#### Information

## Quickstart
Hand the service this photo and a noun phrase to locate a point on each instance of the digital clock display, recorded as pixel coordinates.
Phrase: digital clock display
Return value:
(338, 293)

########

Aim of the task — Copy the records above exactly as they appear.

Answer for this exercise —
## Quickstart
Hand the service this photo and a noun phrase to locate a point on each instance of the digital clock display, recorded as pixel coordinates.
Phrase: digital clock display
Return value:
(338, 293)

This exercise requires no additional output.